> _Work to do_: Which lines in the rows below contain the string "query"? Report every such line in full.

[BEGIN Data entries]

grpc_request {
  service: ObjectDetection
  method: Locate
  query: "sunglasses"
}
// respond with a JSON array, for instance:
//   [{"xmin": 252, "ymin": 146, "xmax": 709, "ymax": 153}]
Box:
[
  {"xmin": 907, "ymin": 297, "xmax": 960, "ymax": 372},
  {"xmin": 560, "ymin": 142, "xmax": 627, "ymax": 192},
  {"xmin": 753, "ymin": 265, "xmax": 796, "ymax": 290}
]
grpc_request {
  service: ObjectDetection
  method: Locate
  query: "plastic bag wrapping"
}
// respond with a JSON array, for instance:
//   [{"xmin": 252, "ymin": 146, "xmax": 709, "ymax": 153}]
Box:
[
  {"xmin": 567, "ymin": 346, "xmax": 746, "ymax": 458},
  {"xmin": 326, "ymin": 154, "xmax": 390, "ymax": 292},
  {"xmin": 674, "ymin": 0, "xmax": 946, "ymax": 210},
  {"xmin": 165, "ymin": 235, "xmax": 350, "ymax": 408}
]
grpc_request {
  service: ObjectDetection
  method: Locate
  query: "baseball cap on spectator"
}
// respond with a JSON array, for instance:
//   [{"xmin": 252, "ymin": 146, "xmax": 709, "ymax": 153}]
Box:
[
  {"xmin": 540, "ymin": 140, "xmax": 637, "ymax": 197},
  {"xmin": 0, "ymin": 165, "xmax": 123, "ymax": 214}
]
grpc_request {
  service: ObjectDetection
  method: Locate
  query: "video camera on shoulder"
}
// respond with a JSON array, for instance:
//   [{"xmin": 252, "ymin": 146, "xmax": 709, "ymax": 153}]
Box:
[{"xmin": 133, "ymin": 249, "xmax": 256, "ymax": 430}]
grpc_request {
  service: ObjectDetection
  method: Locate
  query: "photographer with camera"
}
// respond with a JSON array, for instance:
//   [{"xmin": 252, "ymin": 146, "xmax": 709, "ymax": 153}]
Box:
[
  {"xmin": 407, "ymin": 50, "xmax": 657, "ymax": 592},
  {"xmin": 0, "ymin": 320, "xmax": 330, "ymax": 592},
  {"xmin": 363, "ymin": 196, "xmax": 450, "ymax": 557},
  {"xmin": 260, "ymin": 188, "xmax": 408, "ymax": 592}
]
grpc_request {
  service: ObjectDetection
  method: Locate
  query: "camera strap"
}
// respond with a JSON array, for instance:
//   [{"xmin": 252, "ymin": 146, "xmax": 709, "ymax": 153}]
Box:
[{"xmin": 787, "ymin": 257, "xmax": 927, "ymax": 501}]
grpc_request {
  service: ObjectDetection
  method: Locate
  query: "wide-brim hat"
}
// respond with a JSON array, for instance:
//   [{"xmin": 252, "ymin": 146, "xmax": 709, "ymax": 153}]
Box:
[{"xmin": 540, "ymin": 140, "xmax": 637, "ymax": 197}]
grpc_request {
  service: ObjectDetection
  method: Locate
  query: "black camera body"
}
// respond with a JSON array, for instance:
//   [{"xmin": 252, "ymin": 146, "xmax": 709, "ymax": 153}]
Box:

[END Data entries]

> _Task solution_:
  query: "sunglasses"
  query: "plastic bag wrapping"
  query: "baseball cap on spectator"
  query: "video camera on shoulder"
  query: "photographer with camera"
  query: "camera strap"
  query: "wide-brim hat"
  query: "black camera body"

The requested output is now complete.